**Aim of the task:** Repeat the listing in full, preserving every character.

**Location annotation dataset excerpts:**
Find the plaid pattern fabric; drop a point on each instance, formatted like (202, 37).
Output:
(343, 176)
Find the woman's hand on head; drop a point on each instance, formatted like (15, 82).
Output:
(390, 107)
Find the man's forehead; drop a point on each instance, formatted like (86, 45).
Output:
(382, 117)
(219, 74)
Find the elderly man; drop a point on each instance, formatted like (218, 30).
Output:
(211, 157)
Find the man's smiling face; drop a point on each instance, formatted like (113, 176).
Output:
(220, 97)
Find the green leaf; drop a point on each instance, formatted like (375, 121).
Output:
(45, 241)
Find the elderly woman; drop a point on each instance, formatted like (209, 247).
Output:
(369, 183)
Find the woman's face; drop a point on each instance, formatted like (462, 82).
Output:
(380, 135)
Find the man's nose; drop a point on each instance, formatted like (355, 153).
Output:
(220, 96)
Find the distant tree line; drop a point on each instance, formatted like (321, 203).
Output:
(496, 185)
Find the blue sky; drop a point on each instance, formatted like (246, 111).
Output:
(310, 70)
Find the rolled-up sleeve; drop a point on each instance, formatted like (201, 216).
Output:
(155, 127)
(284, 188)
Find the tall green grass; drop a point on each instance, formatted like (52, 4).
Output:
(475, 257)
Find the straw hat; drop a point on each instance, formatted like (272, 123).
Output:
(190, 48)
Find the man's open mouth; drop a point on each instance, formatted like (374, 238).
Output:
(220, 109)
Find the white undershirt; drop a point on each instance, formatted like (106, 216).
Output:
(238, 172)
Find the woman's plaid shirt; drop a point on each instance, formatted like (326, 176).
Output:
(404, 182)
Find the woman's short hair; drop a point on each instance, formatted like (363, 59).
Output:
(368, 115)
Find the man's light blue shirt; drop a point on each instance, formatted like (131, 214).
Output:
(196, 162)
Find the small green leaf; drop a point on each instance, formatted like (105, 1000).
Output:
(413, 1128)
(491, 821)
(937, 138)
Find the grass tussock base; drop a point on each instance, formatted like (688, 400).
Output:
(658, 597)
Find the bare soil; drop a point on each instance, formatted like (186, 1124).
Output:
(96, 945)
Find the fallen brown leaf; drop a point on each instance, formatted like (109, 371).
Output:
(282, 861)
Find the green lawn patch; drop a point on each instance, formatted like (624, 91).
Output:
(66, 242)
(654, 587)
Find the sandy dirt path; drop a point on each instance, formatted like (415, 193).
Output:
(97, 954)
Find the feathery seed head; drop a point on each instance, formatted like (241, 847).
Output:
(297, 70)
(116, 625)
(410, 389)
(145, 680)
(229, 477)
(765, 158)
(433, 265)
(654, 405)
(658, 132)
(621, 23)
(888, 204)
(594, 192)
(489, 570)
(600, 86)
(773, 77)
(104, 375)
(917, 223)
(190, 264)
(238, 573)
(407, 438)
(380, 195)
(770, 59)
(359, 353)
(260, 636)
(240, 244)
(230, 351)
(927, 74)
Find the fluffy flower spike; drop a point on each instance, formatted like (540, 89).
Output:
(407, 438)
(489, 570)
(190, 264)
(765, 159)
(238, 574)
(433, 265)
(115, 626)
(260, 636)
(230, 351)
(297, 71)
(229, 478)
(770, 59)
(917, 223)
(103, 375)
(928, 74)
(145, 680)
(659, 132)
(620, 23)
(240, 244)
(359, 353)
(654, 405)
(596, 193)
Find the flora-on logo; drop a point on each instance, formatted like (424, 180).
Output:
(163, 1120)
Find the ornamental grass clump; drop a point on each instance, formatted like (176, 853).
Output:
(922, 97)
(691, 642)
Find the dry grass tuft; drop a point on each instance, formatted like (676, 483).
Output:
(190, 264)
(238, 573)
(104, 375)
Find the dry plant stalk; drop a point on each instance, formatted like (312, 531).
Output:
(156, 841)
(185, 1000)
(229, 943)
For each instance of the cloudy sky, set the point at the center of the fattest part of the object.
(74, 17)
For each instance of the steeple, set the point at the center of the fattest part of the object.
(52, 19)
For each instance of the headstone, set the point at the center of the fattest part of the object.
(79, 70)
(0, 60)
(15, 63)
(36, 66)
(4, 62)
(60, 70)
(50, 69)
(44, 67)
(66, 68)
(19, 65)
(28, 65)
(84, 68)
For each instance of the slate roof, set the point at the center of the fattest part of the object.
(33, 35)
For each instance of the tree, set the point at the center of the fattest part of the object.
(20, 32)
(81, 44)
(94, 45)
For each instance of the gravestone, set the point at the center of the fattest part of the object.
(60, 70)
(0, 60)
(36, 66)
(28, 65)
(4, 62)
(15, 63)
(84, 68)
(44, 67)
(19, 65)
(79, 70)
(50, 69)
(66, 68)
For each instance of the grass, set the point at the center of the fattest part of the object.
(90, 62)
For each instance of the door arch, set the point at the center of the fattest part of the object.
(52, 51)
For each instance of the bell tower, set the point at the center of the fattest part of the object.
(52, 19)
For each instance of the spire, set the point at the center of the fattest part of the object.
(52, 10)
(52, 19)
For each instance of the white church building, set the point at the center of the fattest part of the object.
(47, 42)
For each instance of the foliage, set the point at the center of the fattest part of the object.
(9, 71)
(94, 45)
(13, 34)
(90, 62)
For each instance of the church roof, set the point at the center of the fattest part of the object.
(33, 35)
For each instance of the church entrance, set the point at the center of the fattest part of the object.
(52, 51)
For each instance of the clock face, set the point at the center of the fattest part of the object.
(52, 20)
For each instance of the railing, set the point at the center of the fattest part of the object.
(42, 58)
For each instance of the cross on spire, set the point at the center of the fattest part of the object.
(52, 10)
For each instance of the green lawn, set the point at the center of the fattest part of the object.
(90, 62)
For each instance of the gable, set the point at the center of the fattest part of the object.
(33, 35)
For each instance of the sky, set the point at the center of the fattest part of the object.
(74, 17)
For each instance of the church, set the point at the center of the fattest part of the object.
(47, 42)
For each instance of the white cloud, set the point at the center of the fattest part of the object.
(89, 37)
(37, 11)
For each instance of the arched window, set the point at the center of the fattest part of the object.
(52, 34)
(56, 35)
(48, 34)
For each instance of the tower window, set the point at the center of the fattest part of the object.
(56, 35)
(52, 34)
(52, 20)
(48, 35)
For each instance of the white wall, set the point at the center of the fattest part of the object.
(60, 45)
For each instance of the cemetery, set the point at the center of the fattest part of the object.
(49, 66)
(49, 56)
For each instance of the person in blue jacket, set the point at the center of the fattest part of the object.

**Reply to the task:**
Find the plaid pattern fabric; drop a point on each instance, formatted like (202, 37).
Output:
(343, 176)
Find the woman's hand on head; drop a point on each instance, formatted like (15, 82).
Output:
(390, 107)
Find the man's forehead; drop a point on each instance, formatted like (86, 45).
Output:
(382, 117)
(219, 74)
Find the elderly man; drop a point on each instance, formatted like (218, 30).
Output:
(211, 157)
Find the man's smiling face; drop a point on each instance, formatted like (113, 176).
Output:
(220, 97)
Find the green leaf; drop a point on each instance, formatted like (375, 121).
Output:
(45, 241)
Find the elderly woman; drop a point on each instance, formatted like (209, 247).
Output:
(369, 183)
Find the woman's face; drop a point on each instance, formatted like (462, 82).
Output:
(380, 135)
Find the man's nose; drop a point on each instance, formatted like (355, 153).
Output:
(220, 96)
Find the distant tree line; drop a point on each instance, formatted like (321, 203).
Output:
(496, 185)
Find the blue sky; drop a point on each instance, formatted like (246, 111).
Output:
(310, 70)
Find the rolled-up sleeve; drop a point on each instance, formatted like (201, 216).
Output:
(155, 127)
(284, 188)
Find the tall green grass; drop a point on each instance, formatted like (52, 4).
Output:
(475, 257)
Find the straw hat; drop a point on each instance, formatted like (272, 123).
Output:
(190, 48)
Find the man's open mouth; drop a point on each instance, formatted like (374, 238).
Output:
(220, 109)
Find the white undershirt; drop a point on each instance, formatted like (106, 216).
Output:
(238, 172)
Find the woman's plaid shirt; drop a point on each instance, formatted like (326, 176).
Output:
(404, 182)
Find the woman's short hair; drop a point on each instance, formatted like (363, 59).
Output:
(368, 115)
Find the man's light blue shirt; drop a point on each instance, formatted like (131, 214).
Output:
(196, 162)
Find the small green leaf; drop a point on each instance, formatted like (105, 1000).
Output:
(413, 1128)
(491, 821)
(937, 138)
Find the grass tussock base; drop a point on each instance, formatted like (688, 400).
Output:
(658, 597)
Find the bare soil; drop a point on each instance, formatted like (186, 1124).
Output:
(96, 945)
Find the fallen brown leaf; drop a point on each instance, formatted like (109, 371).
Output:
(282, 861)
Find the green lawn patch; drop a point on each instance, formatted like (624, 91).
Output:
(66, 242)
(654, 587)
Find the sandy dirt path; drop a point on each instance, formatted like (415, 193).
Output:
(97, 954)
Find the feathery seed head; drop a point on each instance, formatted like (241, 847).
Output:
(297, 70)
(116, 625)
(410, 389)
(145, 680)
(229, 477)
(765, 158)
(433, 265)
(654, 405)
(658, 132)
(621, 23)
(888, 204)
(594, 192)
(489, 570)
(600, 86)
(773, 77)
(104, 375)
(917, 223)
(190, 264)
(238, 573)
(407, 438)
(380, 195)
(770, 59)
(359, 353)
(260, 636)
(240, 244)
(230, 351)
(927, 74)
Find the fluffy flower spike; drop a point on each instance, formatted like (540, 89).
Output:
(407, 438)
(489, 570)
(190, 264)
(765, 159)
(238, 574)
(433, 265)
(115, 626)
(260, 636)
(230, 351)
(297, 71)
(229, 478)
(770, 59)
(917, 223)
(103, 375)
(928, 74)
(145, 680)
(659, 132)
(620, 23)
(240, 244)
(359, 353)
(654, 405)
(596, 193)
Find the flora-on logo; drop a point on each instance, formatted like (424, 180).
Output:
(163, 1120)
Find the ornamental grass clump; drop a point on each instance, formatted like (176, 853).
Output:
(922, 97)
(691, 642)
Find the dry grass tuft; drop a point on each instance, formatted like (676, 483).
Output:
(190, 264)
(238, 573)
(104, 375)
Find the dry plant stalk; drop a point on each instance, formatted like (312, 531).
Output:
(156, 841)
(185, 1000)
(229, 943)
For each instance of the cloudy sky, set the point at the center of the fattest part of the object.
(74, 17)
For each instance of the steeple, set the point at the center of the fattest part of the object.
(52, 19)
For each instance of the headstone, set the point at the center of the fattest part of the object.
(79, 70)
(0, 60)
(15, 63)
(36, 66)
(4, 62)
(60, 70)
(50, 69)
(44, 67)
(66, 68)
(19, 65)
(28, 65)
(84, 68)
For each instance of the slate roof, set the point at the center of the fattest part of the object.
(33, 35)
For each instance of the tree, set the point at the center of the fattest part of the object.
(20, 32)
(81, 44)
(94, 45)
For each instance of the gravestone, set the point at the center of the fattest part of the object.
(60, 70)
(0, 60)
(36, 66)
(28, 65)
(4, 62)
(15, 63)
(84, 68)
(44, 67)
(19, 65)
(79, 70)
(50, 69)
(66, 68)
For each instance of the grass, set the point at the center of the fattest part of the object.
(90, 62)
For each instance of the door arch, set the point at the center of the fattest part of the object.
(52, 51)
For each instance of the bell tower, set the point at the center of the fattest part of the object.
(52, 19)
For each instance of the spire, set the point at the center of the fattest part of the object.
(52, 10)
(52, 19)
For each instance of the white church building, set the point at the center of the fattest part of the object.
(47, 42)
For each instance of the foliage, set the point at the center of the fattest part of the object.
(9, 71)
(94, 45)
(13, 34)
(90, 62)
For each instance of the church roof, set the point at the center of the fattest part of the object.
(33, 35)
For each instance of the church entrance, set the point at the center of the fattest part of the object.
(52, 51)
For each instance of the clock face, set the point at the center of the fattest part of the object.
(52, 20)
For each instance of the railing, set the point at the center of the fattest part of the object.
(42, 58)
For each instance of the cross on spire, set the point at the center of the fattest part of the object.
(52, 10)
For each instance of the green lawn, set the point at the center of the fattest part of the object.
(90, 62)
For each instance of the gable, set the point at the center of the fattest part of the object.
(33, 35)
For each instance of the sky, set the point at the center of the fattest part of the object.
(74, 17)
For each instance of the church, set the point at the center of the fattest part of the object.
(47, 42)
For each instance of the white cloud, set the point at the center of the fattest part of the object.
(89, 37)
(37, 11)
For each instance of the arched window, set the point at the center of the fattest part of the object.
(52, 34)
(56, 35)
(48, 34)
For each instance of the tower window, set the point at the center of the fattest part of the object.
(56, 35)
(52, 34)
(52, 20)
(48, 35)
For each instance of the white wall, set the point at the center of the fattest part of the object.
(60, 45)
For each instance of the cemetery, set the point at the center of the fattest part of the object.
(49, 66)
(49, 56)
For each instance of the person in blue jacket, set the point at the center of the fattest part of the object.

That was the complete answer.